**Testo da analizzare:**
|---|
Interviste dalla quarantena | Silvia Pareschi e Francesco Pacifico
Si faccia una vita interiore. Scrittori, traduttori, giornalisti e musicisti raccontano il loro isolamento
Mentre i giorni della quarantena si accumulavano uno dopo l’altro e cercavo un modo per abitare la mia casa e me stessa senza farmi intimorire da questo tempo circolare, ho pensato spesso a una frase di Cesare Pavese che va bene un po’ per tutto, anche per mandare la gente a quel paese: «Si faccia una vita interiore». La frase intera, in realtà molto dolce, viene da una lettera a Fernanda Pivano, e dice: «Si faccia una vita interiore – di studio, di affetti, d'interessi umani che non siano soltanto di “arrivare”, ma di “essere” – e vedrà che la vita avrà un significato». È probabile che Pavese, andando spesso a trovare la sua amica Natalia Ginzburg a Gressoney, avesse preso in prestito l’espressione dal padre di lei, Giuseppe Levi, che quando i figli si annoiavano in montagna li sgridava tuonando: «Voialtri vi annoiate perché non avete vita interiore». Sia come sia, la questione ci mostra una verità importante: se già normalmente è utile sapersi abitare ed essere in grado di muoversi nella propria topografia interna, figuriamoci quanto può diventarlo chiusi in casa durante una pandemia. Il bello della vita interiore, poi, è che può essere fatta di tante cose, non per forza di studio e di libri ma anche di musica, ricette, motociclette da riparare per tempi migliori, fiori da coltivare, yoga sul balcone. Così è nata l’idea di questa serie di micro interviste a persone che grazie a libri, musica e articoli ci fanno compagnia nelle nostre vite interiori, per andare a scoprire un po’ della loro. Le pubblicheremo due a due, ogni volta una donna e un uomo, per un totale di dieci puntate.
La terza coppia è formata da Silvia Pareschi e Francesco Pacifico.
Silvia è una delle più importanti traduttrici italiane dall’inglese. Si divide tra San Francisco e il lago Maggiore, dov’è cresciuta. È la voce italiana di Jonathan Franzen, Zadie Smith, Denis Johnson, Amy Hempel, Nathan Englander e molti altri. Per la sua traduzione di La generosità della sirena di Denis Johnson ha vinto il premio della Classifica di Qualità della Lettura del Corriere della Sera. Ha da poco ritradotto Il vecchio e il mare di Ernest Hemingway e al momento sta lavorando a The Sundial di Shirley Jackson. Ha scritto un libro: I jeans di Bruce Springsteen e altri sogni americani (Giunti), una collezione di memorie e reportage dagli Stati Uniti.
|---|
**Descrizione del compito:**
Rispondi in base al testo sulle interviste dalla quarantena:
(a) A chi era indirizzata la lettera da cui proviene la frase di Cesare Pavese?
(b) In quante puntate è prevista la serie di micro interviste?
(c) Per quale traduzione Silvia Pareschi ha vinto il premio della Classifica di Qualità della Lettura del Corriere della Sera?
I dati non servono per rispondere.
|---|
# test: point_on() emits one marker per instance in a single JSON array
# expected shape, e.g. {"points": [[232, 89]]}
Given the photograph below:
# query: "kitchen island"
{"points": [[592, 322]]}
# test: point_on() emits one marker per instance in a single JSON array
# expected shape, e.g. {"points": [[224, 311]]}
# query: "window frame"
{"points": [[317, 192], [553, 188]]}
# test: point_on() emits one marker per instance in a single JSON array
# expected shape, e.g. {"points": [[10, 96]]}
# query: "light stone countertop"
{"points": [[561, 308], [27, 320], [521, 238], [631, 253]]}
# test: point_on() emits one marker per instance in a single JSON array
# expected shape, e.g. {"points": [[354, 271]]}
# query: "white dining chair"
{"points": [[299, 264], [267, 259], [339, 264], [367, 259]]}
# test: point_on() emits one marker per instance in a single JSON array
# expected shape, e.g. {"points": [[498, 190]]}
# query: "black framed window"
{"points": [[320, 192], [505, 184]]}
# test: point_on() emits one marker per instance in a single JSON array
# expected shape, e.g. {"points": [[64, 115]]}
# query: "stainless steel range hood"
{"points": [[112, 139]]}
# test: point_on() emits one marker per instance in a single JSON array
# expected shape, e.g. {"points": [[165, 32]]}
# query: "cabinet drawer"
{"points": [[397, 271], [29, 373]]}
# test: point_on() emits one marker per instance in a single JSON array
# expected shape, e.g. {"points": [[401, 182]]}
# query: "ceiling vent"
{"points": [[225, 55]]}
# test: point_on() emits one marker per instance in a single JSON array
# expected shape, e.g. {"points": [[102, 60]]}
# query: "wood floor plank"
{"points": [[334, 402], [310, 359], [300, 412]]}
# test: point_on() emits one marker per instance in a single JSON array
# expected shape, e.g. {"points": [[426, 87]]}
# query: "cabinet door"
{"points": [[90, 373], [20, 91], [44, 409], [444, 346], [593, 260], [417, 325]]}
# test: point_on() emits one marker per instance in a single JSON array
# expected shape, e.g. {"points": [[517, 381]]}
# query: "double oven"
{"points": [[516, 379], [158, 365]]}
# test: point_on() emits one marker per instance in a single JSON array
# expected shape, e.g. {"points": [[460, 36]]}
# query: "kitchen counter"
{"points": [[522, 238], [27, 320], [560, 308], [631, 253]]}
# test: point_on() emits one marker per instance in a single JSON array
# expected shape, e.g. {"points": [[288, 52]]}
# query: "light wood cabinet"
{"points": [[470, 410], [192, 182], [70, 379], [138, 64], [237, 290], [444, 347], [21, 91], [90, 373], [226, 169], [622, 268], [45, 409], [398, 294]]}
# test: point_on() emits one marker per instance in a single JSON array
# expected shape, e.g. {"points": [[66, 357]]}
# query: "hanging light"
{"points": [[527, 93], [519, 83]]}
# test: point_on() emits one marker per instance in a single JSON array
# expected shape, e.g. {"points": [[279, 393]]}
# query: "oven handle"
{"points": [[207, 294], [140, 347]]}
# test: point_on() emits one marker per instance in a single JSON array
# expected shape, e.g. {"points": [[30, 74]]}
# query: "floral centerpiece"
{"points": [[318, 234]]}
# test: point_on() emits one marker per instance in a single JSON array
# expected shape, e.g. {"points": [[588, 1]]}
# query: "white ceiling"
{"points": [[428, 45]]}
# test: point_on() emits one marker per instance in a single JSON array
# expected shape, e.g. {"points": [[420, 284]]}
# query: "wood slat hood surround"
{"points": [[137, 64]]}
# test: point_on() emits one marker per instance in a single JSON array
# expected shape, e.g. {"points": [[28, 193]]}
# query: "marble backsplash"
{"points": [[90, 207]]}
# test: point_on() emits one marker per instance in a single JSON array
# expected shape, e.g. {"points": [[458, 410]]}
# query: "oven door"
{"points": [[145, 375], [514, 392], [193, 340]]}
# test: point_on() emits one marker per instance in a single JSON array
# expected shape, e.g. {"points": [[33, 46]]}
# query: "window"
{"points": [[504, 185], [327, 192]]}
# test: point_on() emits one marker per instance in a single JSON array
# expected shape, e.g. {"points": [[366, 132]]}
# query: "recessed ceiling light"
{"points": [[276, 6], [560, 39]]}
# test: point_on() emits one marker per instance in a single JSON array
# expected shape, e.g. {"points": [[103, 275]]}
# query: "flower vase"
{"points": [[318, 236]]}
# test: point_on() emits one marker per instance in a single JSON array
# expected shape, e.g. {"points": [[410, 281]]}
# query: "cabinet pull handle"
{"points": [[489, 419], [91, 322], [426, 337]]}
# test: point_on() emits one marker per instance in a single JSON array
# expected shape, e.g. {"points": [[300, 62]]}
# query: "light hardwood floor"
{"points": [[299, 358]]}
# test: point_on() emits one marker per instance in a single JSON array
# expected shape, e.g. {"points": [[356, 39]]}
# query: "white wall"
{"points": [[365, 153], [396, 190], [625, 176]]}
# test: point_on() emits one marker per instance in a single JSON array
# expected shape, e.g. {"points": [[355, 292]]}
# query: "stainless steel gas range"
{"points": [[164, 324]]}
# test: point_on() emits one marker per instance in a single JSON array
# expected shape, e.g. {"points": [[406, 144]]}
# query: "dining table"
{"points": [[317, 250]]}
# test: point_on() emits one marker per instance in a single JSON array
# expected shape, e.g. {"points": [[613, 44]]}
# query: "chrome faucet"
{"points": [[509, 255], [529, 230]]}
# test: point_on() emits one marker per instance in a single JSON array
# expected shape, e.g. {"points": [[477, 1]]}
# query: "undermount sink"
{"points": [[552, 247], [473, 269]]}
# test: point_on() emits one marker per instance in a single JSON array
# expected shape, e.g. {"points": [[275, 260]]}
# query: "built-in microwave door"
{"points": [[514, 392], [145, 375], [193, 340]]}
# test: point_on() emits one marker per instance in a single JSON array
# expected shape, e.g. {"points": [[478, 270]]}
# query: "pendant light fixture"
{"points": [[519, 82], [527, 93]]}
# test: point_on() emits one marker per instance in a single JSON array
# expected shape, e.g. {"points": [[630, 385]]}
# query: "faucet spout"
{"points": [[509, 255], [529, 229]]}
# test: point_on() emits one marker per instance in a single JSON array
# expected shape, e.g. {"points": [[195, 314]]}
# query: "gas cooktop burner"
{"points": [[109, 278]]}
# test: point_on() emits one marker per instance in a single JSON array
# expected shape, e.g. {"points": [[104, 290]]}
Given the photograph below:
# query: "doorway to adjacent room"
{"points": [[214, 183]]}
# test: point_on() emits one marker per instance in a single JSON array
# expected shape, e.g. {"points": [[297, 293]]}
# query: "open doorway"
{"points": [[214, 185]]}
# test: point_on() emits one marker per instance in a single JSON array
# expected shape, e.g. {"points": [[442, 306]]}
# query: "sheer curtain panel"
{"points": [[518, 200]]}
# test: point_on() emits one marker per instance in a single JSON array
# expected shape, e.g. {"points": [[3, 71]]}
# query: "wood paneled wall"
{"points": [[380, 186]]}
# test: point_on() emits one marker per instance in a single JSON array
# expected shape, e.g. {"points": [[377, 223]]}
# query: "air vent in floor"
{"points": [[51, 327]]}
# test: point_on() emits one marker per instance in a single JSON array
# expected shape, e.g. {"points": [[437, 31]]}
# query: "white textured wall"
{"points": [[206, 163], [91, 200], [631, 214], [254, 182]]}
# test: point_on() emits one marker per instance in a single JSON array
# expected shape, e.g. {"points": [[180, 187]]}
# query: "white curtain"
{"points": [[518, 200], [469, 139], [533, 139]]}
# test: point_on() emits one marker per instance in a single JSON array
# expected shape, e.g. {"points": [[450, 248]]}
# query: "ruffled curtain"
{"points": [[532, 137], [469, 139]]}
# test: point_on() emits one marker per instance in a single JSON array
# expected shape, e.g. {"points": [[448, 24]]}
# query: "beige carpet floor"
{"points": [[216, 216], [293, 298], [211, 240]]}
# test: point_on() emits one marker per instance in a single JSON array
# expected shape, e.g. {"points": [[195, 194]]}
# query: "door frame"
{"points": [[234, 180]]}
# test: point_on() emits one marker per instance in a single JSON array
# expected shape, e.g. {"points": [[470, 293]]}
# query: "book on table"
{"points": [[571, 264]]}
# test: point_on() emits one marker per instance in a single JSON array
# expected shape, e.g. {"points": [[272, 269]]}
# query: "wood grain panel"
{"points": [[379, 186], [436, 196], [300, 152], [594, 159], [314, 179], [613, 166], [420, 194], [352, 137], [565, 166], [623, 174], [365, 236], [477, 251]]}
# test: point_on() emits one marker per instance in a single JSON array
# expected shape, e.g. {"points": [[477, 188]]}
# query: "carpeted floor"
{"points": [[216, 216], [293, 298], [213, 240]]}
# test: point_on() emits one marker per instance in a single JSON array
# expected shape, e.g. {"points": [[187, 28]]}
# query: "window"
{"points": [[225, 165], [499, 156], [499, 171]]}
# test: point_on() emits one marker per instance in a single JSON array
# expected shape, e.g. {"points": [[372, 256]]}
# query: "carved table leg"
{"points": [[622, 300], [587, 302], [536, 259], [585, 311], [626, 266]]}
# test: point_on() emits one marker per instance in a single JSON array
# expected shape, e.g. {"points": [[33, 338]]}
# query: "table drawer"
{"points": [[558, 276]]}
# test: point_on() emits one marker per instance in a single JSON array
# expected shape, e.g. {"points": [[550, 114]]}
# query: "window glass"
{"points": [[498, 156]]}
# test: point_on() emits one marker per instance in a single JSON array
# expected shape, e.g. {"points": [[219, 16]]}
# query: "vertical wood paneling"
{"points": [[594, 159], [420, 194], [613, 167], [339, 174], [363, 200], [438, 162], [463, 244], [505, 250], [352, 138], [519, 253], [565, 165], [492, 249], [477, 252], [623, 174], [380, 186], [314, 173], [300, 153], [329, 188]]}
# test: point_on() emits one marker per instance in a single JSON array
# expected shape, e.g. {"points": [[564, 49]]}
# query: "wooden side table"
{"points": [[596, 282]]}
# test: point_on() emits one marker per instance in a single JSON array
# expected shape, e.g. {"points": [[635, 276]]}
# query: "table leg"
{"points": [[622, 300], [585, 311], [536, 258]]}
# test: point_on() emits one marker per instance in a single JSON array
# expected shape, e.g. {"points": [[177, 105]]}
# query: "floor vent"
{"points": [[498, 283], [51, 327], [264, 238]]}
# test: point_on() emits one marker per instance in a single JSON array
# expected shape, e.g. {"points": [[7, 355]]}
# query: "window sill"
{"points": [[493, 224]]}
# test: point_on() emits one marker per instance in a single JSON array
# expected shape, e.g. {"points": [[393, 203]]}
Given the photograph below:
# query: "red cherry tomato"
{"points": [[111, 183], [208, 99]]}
|---|
**Area di risposta:**
(a) A Fernanda Pivano.
(b) Dieci puntate.
(c) Per la traduzione di La generosità della sirena di Denis Johnson.